● **Instruction**: Print the lines below verbatim, omitting the pictures from your output.

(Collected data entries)
****************************************

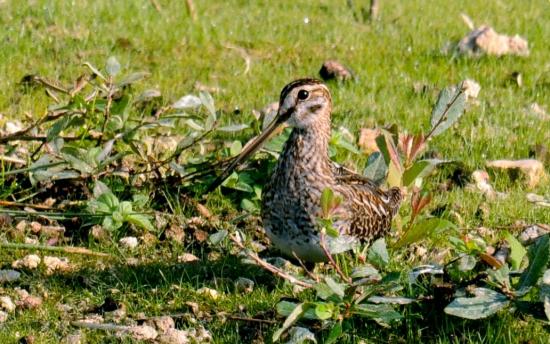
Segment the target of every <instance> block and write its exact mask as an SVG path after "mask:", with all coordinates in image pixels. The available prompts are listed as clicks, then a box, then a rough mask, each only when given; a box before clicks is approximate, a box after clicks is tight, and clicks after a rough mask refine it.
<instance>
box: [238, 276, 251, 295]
mask: <svg viewBox="0 0 550 344" xmlns="http://www.w3.org/2000/svg"><path fill="white" fill-rule="evenodd" d="M235 290H236V291H237V292H238V293H244V294H248V293H251V292H252V291H253V290H254V281H252V280H251V279H248V278H244V277H239V278H237V280H236V281H235Z"/></svg>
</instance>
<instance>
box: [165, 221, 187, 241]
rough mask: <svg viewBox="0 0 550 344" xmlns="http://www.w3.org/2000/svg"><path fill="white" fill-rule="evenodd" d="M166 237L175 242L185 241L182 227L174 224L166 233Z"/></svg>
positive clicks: (169, 228)
mask: <svg viewBox="0 0 550 344" xmlns="http://www.w3.org/2000/svg"><path fill="white" fill-rule="evenodd" d="M164 235H165V236H166V238H167V239H170V240H173V241H175V242H183V239H184V238H185V231H184V230H183V227H182V226H180V225H177V224H175V223H173V224H171V225H170V227H168V229H167V230H166V231H165V232H164Z"/></svg>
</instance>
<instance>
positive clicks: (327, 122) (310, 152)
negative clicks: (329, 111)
mask: <svg viewBox="0 0 550 344" xmlns="http://www.w3.org/2000/svg"><path fill="white" fill-rule="evenodd" d="M330 133H331V130H330V120H328V121H317V122H316V123H314V125H311V126H308V127H307V128H294V130H293V131H292V133H291V134H290V137H289V139H288V141H287V144H286V146H285V149H284V152H283V157H282V158H283V160H285V161H282V162H281V163H282V164H283V165H287V168H288V167H289V166H288V164H292V165H295V167H296V168H298V169H304V170H307V172H309V173H311V174H317V173H319V174H321V175H328V173H329V171H330V159H329V155H328V145H329V141H330ZM283 168H284V167H283Z"/></svg>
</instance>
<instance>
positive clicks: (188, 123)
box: [184, 118, 204, 131]
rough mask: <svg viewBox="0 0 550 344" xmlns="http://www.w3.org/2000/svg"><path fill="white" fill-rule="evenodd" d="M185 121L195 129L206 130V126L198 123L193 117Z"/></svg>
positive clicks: (203, 130) (193, 129)
mask: <svg viewBox="0 0 550 344" xmlns="http://www.w3.org/2000/svg"><path fill="white" fill-rule="evenodd" d="M184 123H185V124H187V125H188V126H189V128H191V129H193V130H197V131H204V128H203V127H202V126H201V125H200V124H198V123H197V122H195V121H194V120H192V119H191V118H189V119H187V120H185V122H184Z"/></svg>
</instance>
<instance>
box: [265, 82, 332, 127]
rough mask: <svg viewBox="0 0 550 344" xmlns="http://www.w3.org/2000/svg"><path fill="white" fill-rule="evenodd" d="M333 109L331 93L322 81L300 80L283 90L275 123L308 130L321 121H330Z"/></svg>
mask: <svg viewBox="0 0 550 344" xmlns="http://www.w3.org/2000/svg"><path fill="white" fill-rule="evenodd" d="M331 108H332V98H331V96H330V92H329V90H328V88H327V87H326V86H325V85H324V84H323V83H322V82H321V81H319V80H315V79H299V80H296V81H293V82H291V83H290V84H288V85H286V86H285V87H284V88H283V90H282V92H281V98H280V100H279V111H278V113H277V117H276V119H275V122H276V123H277V124H281V123H283V122H287V123H288V124H289V125H290V126H292V127H296V128H300V129H307V128H310V127H312V126H314V125H315V123H317V122H319V121H327V120H328V121H330V112H331Z"/></svg>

****************************************

● **Answer for this exercise**:
Segment the target of every <instance> block and write its exact mask as an SVG path after "mask:", with all coordinates in image pixels. The available prompts are listed as clicks, then a box, then a rough mask, each only when given; a box before clicks is approximate, a box after clicks is tight, and clicks after a rough mask refine it.
<instance>
box: [238, 276, 251, 295]
mask: <svg viewBox="0 0 550 344" xmlns="http://www.w3.org/2000/svg"><path fill="white" fill-rule="evenodd" d="M235 290H236V291H237V292H238V293H244V294H248V293H251V292H252V291H253V290H254V281H252V280H251V279H248V278H244V277H239V278H237V280H236V281H235Z"/></svg>
</instance>
<instance>
box: [165, 221, 187, 241]
rough mask: <svg viewBox="0 0 550 344" xmlns="http://www.w3.org/2000/svg"><path fill="white" fill-rule="evenodd" d="M166 237L175 242L185 241L182 227L174 224L166 233Z"/></svg>
positive clicks: (169, 228)
mask: <svg viewBox="0 0 550 344" xmlns="http://www.w3.org/2000/svg"><path fill="white" fill-rule="evenodd" d="M164 235H165V236H166V238H167V239H170V240H173V241H175V242H183V239H184V238H185V231H184V230H183V227H182V226H180V225H177V224H175V223H173V224H171V225H170V227H168V229H167V230H166V231H165V232H164Z"/></svg>
</instance>
<instance>
positive clicks: (327, 122) (310, 152)
negative clicks: (329, 111)
mask: <svg viewBox="0 0 550 344" xmlns="http://www.w3.org/2000/svg"><path fill="white" fill-rule="evenodd" d="M330 133H331V130H330V120H328V121H317V122H316V123H314V125H311V126H308V127H307V128H294V130H293V131H292V133H291V134H290V137H289V139H288V141H287V144H286V146H285V149H284V152H283V157H282V158H283V160H285V161H282V162H281V163H282V164H283V165H287V168H288V167H289V166H288V164H292V165H295V167H296V168H298V169H304V170H307V172H309V173H311V174H317V173H319V174H321V175H328V173H329V171H330V159H329V155H328V145H329V141H330ZM283 168H284V167H283Z"/></svg>
</instance>
<instance>
positive clicks: (188, 123)
box: [184, 118, 204, 131]
rough mask: <svg viewBox="0 0 550 344" xmlns="http://www.w3.org/2000/svg"><path fill="white" fill-rule="evenodd" d="M185 121L195 129L206 130V126L198 123L193 117Z"/></svg>
positive clicks: (203, 130) (193, 129)
mask: <svg viewBox="0 0 550 344" xmlns="http://www.w3.org/2000/svg"><path fill="white" fill-rule="evenodd" d="M184 123H185V124H187V125H188V126H189V128H191V129H193V130H197V131H204V128H203V127H202V126H201V125H200V124H198V123H197V122H195V121H194V120H192V119H191V118H189V119H187V120H185V122H184Z"/></svg>
</instance>
<instance>
box: [265, 82, 332, 127]
rough mask: <svg viewBox="0 0 550 344" xmlns="http://www.w3.org/2000/svg"><path fill="white" fill-rule="evenodd" d="M333 109L331 93L322 81L300 80L283 90L275 123L308 130L321 121H330Z"/></svg>
mask: <svg viewBox="0 0 550 344" xmlns="http://www.w3.org/2000/svg"><path fill="white" fill-rule="evenodd" d="M331 108H332V98H331V96H330V92H329V90H328V88H327V87H326V86H325V85H324V84H323V83H322V82H321V81H319V80H315V79H299V80H296V81H293V82H291V83H290V84H288V85H286V86H285V87H284V88H283V90H282V92H281V98H280V100H279V111H278V113H277V117H276V119H275V122H276V123H277V124H281V123H283V122H287V123H288V124H289V125H290V126H292V127H296V128H300V129H307V128H310V127H312V126H314V125H315V123H317V122H319V121H327V120H328V121H330V112H331Z"/></svg>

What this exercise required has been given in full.